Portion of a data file

____

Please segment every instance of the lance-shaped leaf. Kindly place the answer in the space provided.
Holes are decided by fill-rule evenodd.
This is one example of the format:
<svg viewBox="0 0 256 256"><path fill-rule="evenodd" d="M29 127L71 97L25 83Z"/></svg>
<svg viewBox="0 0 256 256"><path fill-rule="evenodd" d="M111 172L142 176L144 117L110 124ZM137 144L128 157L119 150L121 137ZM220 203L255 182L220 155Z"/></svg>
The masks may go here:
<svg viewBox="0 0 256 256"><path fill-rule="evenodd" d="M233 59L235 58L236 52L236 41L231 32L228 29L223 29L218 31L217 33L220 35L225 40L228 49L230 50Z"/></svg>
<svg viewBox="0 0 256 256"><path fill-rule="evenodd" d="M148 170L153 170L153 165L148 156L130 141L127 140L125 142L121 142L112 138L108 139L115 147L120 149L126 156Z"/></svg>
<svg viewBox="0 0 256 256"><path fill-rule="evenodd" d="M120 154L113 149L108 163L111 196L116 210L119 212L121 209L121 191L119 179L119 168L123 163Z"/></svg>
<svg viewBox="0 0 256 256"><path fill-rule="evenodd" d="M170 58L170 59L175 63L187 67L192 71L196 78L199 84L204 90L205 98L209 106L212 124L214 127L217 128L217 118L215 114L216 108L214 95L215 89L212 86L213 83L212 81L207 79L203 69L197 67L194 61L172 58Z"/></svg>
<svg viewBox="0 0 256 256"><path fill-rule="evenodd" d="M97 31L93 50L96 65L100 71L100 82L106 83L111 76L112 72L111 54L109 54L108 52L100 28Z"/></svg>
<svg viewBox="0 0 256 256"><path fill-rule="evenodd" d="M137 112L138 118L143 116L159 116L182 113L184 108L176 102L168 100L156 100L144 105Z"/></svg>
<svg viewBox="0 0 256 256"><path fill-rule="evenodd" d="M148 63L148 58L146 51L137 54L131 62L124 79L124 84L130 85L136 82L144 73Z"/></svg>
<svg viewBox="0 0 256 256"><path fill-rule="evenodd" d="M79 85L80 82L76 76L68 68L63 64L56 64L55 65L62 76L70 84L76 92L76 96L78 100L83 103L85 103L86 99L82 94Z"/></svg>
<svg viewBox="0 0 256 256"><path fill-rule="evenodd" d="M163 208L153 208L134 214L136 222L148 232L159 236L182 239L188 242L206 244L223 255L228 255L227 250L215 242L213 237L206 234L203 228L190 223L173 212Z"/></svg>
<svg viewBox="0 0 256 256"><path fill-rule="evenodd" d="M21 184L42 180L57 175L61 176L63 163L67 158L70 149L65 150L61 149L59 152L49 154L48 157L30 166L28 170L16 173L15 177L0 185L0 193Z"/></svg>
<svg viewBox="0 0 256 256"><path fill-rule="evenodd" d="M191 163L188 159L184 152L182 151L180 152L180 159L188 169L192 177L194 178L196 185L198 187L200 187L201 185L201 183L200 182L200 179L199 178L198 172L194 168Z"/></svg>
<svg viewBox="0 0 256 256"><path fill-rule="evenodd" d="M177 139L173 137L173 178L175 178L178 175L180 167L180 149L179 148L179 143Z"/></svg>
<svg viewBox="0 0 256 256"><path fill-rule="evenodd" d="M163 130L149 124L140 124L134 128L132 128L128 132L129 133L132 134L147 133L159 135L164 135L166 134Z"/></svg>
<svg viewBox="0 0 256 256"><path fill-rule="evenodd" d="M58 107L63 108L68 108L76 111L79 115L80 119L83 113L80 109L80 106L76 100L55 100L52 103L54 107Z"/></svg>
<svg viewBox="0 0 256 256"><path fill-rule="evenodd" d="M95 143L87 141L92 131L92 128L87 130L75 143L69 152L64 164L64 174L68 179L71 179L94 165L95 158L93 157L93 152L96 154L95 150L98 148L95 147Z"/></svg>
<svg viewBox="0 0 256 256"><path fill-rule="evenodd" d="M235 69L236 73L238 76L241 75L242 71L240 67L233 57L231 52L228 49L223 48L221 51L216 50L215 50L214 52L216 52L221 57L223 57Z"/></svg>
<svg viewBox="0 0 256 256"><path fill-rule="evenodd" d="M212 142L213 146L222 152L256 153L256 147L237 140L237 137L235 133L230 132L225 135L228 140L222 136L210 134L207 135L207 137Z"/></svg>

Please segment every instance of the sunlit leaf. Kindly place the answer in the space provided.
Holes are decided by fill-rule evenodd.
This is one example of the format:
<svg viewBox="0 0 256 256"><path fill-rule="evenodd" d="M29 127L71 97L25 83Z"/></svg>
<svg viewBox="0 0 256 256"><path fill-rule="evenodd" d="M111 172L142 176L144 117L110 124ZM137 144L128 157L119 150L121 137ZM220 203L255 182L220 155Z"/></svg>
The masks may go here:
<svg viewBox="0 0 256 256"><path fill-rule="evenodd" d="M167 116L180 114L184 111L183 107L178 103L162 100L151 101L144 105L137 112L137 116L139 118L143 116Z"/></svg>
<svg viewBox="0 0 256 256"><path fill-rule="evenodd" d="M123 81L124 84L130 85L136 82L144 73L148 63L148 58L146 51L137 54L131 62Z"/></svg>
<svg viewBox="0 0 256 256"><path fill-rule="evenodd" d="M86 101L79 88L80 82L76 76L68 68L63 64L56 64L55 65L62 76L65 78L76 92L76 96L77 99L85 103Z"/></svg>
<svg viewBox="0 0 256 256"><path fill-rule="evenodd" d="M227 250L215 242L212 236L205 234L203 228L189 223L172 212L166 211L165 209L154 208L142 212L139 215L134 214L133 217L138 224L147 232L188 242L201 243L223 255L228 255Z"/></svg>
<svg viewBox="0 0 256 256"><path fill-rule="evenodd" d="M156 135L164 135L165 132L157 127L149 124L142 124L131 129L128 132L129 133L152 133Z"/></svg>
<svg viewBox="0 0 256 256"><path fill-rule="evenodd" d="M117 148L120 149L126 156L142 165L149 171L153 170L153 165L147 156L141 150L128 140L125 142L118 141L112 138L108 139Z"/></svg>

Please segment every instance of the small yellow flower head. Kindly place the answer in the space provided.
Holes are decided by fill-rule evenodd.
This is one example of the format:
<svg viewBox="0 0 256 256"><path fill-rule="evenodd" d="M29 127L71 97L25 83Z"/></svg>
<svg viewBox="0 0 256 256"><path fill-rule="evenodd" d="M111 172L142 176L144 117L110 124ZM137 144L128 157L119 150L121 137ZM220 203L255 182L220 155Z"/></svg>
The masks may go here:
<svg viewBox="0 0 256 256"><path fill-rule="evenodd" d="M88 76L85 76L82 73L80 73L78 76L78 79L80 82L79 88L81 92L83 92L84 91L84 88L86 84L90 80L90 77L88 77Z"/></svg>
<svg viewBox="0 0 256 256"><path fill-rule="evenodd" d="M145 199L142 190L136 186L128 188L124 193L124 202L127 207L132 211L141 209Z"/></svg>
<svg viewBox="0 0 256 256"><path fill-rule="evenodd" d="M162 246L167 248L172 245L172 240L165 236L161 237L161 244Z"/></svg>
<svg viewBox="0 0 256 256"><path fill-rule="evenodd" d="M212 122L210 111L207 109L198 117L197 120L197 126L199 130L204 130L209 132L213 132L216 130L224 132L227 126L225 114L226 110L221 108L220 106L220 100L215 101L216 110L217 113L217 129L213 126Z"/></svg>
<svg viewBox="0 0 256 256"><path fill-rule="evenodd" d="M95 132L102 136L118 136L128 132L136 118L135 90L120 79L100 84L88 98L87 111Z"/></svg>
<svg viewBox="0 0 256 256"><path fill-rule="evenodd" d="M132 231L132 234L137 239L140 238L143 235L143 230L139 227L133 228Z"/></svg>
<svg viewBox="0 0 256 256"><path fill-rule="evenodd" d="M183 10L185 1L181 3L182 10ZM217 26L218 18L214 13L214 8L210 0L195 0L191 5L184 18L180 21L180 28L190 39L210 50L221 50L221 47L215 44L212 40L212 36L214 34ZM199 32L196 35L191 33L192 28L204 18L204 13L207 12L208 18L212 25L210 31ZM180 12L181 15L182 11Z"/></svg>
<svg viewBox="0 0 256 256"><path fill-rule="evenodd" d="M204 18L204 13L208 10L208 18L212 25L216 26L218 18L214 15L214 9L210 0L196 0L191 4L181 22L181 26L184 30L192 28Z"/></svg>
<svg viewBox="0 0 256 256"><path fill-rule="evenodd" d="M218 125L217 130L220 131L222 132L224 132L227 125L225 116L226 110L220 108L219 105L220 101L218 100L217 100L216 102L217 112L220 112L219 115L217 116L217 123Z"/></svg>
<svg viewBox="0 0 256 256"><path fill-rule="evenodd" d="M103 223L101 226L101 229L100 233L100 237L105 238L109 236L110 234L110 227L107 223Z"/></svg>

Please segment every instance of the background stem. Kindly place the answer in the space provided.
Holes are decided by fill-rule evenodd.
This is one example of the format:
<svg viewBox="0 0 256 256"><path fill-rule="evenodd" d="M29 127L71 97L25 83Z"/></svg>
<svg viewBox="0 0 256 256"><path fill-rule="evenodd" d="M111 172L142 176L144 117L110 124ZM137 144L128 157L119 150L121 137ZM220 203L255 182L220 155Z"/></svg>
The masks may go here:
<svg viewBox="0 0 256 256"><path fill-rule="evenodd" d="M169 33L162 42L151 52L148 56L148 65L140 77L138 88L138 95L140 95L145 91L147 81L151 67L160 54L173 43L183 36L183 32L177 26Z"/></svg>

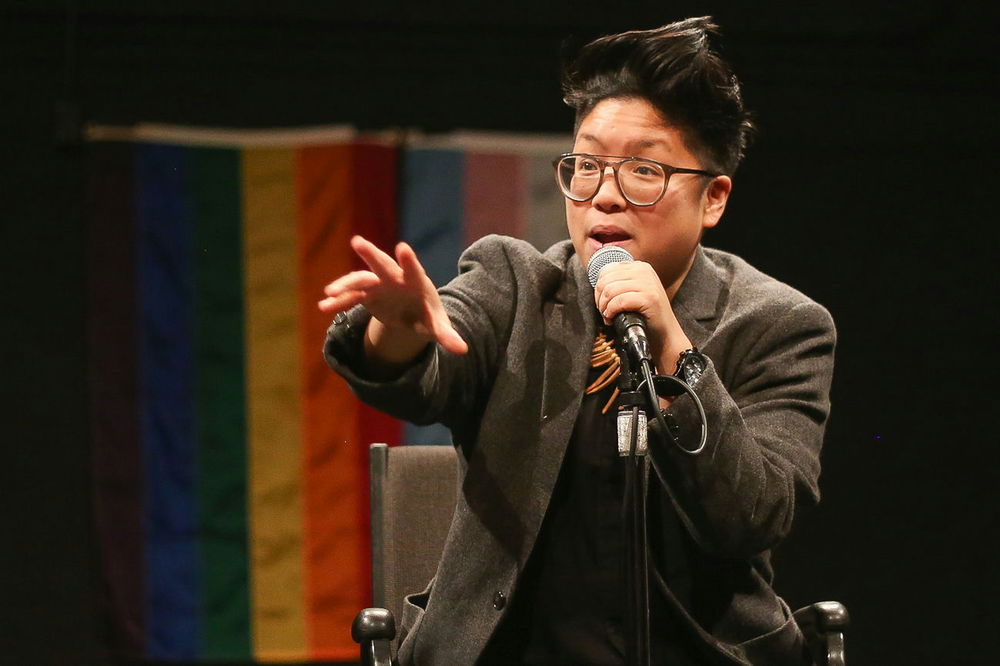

____

> _EXERCISE DETAILS_: Duplicate the lines, starting at the very first line and ending at the line that contains "59L235 58L236 52L236", with both ends included.

> _FINAL RESULT_:
Please segment every instance of the lance-shaped leaf. Kindly place the answer in the space provided.
Holes are decided by fill-rule evenodd.
This is one example of the format:
<svg viewBox="0 0 256 256"><path fill-rule="evenodd" d="M29 127L71 97L25 83Z"/></svg>
<svg viewBox="0 0 256 256"><path fill-rule="evenodd" d="M111 172L142 176L144 117L110 124ZM137 144L128 157L119 150L121 137ZM220 203L255 182L220 155Z"/></svg>
The masks may go here:
<svg viewBox="0 0 256 256"><path fill-rule="evenodd" d="M233 59L235 58L236 52L236 41L231 32L228 29L223 29L218 31L217 33L220 35L225 40L228 49L230 50Z"/></svg>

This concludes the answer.